**WORK ORDER:**
The copy must run from the line containing "Target: green shrub" through the final line of the records, both included, exactly as written. It should contain no pictures.

**THE INPUT:**
..............................

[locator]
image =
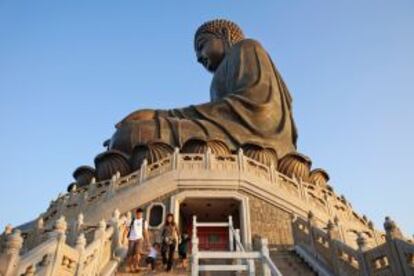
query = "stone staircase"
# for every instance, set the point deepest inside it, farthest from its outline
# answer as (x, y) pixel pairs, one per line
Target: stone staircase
(289, 263)
(158, 272)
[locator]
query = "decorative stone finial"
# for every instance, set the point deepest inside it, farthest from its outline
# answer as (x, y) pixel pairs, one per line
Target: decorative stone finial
(40, 223)
(371, 225)
(116, 214)
(80, 219)
(8, 229)
(391, 228)
(81, 241)
(14, 242)
(102, 225)
(361, 241)
(330, 225)
(60, 225)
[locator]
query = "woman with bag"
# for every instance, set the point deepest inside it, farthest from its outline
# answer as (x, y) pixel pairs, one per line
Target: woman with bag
(169, 236)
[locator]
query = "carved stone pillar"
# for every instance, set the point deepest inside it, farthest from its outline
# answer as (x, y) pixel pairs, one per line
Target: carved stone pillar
(9, 259)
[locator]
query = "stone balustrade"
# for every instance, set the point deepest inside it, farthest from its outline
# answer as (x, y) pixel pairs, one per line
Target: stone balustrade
(54, 255)
(263, 180)
(394, 257)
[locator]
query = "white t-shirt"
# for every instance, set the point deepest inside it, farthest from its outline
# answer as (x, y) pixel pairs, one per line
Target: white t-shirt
(137, 229)
(153, 253)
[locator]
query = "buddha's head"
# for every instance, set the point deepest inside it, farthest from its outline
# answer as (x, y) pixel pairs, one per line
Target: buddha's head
(213, 41)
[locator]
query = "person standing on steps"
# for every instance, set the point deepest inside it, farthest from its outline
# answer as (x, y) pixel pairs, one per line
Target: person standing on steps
(136, 231)
(169, 236)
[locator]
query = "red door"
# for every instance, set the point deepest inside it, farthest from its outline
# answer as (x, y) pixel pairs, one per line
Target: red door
(213, 238)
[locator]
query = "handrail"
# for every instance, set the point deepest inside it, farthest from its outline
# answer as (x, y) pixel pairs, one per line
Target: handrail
(240, 254)
(319, 269)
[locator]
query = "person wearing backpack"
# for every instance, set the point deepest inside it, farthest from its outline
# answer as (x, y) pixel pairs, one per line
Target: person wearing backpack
(136, 231)
(169, 241)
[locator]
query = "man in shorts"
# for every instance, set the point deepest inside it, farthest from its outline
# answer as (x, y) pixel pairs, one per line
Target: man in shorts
(137, 232)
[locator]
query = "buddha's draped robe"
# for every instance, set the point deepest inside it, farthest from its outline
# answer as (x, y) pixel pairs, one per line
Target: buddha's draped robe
(250, 104)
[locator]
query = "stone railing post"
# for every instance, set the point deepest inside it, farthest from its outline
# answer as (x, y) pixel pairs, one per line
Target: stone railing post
(231, 234)
(362, 247)
(143, 171)
(333, 234)
(58, 233)
(80, 247)
(100, 235)
(265, 253)
(39, 229)
(3, 238)
(9, 259)
(240, 159)
(117, 249)
(175, 158)
(273, 173)
(113, 185)
(194, 256)
(76, 228)
(393, 232)
(310, 225)
(208, 159)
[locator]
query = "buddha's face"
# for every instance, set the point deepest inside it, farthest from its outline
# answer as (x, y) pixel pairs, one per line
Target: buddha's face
(210, 51)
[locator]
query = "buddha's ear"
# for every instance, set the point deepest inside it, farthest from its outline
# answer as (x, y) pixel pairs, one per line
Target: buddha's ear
(225, 33)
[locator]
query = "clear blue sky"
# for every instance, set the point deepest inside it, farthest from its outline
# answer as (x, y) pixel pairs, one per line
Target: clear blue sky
(70, 69)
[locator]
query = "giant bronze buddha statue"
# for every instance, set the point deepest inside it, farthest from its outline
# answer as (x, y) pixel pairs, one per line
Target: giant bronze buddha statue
(250, 108)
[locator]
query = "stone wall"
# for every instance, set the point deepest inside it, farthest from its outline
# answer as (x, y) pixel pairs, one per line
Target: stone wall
(271, 222)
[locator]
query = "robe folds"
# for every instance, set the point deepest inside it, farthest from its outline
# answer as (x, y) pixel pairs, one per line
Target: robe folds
(250, 104)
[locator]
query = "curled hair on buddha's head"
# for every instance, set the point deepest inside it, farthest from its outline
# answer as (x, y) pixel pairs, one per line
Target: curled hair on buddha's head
(216, 28)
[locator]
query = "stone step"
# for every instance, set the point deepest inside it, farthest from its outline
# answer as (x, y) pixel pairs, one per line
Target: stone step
(289, 263)
(158, 272)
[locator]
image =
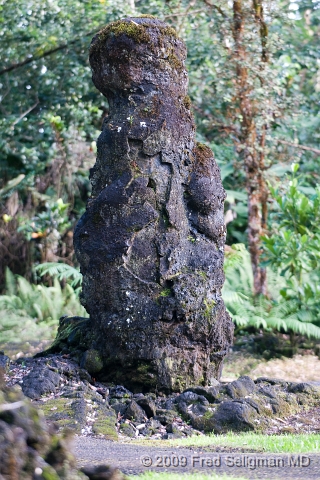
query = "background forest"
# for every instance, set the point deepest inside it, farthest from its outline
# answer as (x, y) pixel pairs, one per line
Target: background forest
(254, 83)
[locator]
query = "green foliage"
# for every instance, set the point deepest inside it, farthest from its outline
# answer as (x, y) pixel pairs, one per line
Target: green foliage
(30, 312)
(52, 220)
(286, 443)
(61, 271)
(293, 247)
(268, 313)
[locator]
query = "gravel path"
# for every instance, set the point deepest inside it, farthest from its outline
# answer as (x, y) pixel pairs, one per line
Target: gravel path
(135, 459)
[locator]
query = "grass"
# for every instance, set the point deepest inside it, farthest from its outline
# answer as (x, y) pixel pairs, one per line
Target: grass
(181, 476)
(301, 443)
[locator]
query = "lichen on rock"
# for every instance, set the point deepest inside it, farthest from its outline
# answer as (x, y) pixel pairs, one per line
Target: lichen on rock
(151, 242)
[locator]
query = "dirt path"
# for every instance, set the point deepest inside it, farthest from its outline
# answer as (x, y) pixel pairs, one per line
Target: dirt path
(134, 459)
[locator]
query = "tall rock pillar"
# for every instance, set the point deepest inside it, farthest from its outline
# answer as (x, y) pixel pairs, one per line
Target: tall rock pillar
(151, 243)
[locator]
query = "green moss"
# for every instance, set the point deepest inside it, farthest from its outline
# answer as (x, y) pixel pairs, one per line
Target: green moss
(168, 31)
(166, 292)
(48, 473)
(92, 361)
(105, 424)
(209, 306)
(137, 32)
(202, 146)
(126, 429)
(62, 412)
(175, 62)
(144, 15)
(187, 102)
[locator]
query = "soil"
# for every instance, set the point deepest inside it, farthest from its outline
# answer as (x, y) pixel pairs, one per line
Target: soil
(299, 368)
(135, 459)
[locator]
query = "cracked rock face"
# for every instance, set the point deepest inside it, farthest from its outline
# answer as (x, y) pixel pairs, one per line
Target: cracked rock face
(151, 243)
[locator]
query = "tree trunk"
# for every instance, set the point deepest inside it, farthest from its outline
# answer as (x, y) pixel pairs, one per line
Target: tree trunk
(249, 139)
(151, 242)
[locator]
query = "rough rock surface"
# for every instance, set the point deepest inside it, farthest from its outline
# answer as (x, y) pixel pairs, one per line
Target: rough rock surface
(113, 411)
(31, 449)
(151, 243)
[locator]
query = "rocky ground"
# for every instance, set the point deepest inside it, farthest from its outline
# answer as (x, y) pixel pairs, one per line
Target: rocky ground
(70, 397)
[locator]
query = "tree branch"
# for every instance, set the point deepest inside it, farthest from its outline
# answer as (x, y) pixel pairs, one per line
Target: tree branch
(216, 7)
(25, 113)
(301, 147)
(14, 66)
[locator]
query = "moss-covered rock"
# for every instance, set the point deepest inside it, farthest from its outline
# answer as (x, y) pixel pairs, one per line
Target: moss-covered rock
(92, 361)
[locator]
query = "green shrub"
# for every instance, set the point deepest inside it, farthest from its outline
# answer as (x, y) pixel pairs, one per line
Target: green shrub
(30, 312)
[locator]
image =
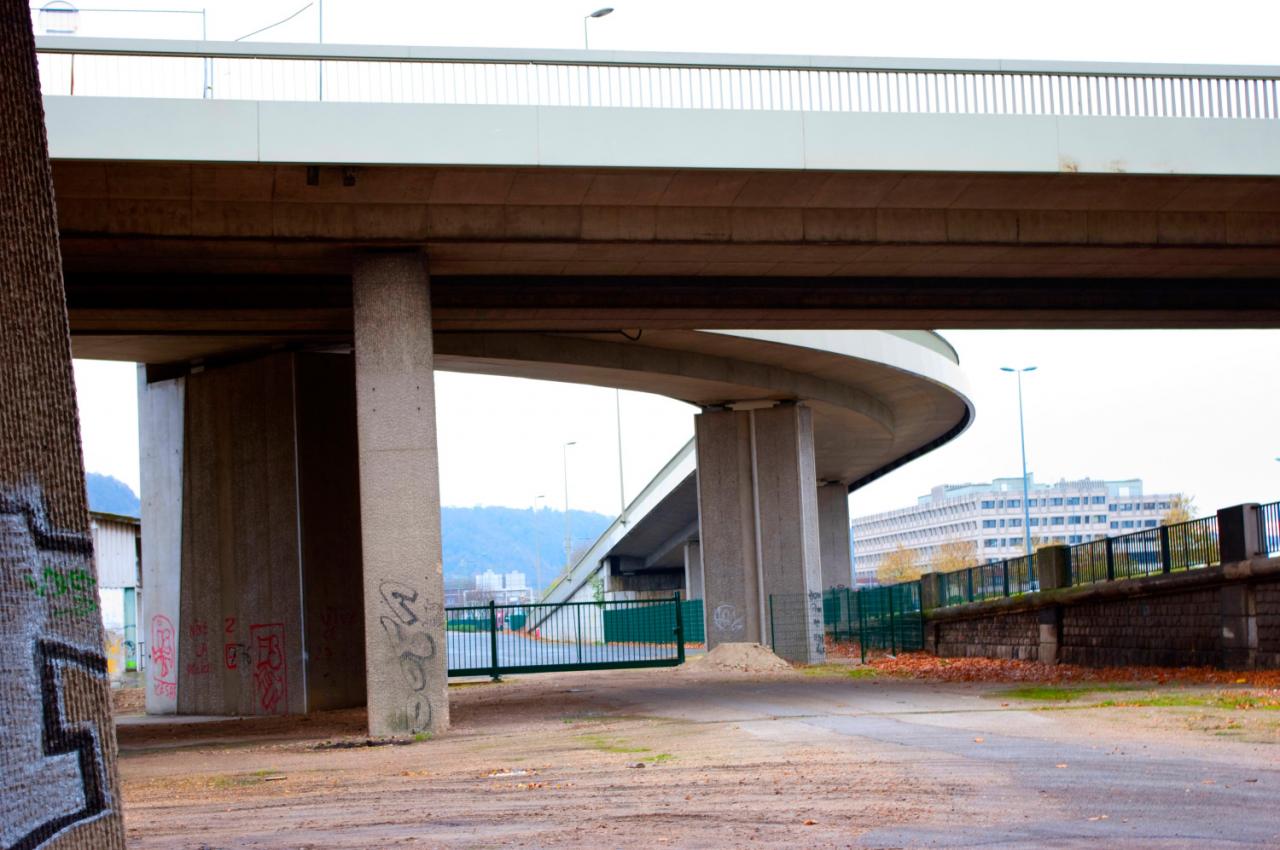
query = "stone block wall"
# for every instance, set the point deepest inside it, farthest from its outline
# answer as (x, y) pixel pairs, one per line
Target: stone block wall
(1005, 635)
(1267, 606)
(1174, 630)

..............................

**ANSWER:**
Target: green shrub
(30, 312)
[locator]
image =
query = "stone block wall"
# for every instance, set the point deepest inside it, farthest from its outline
# answer as (x, y) pixel pairs, one per line
Target: stone block wall
(1005, 635)
(1267, 606)
(1174, 630)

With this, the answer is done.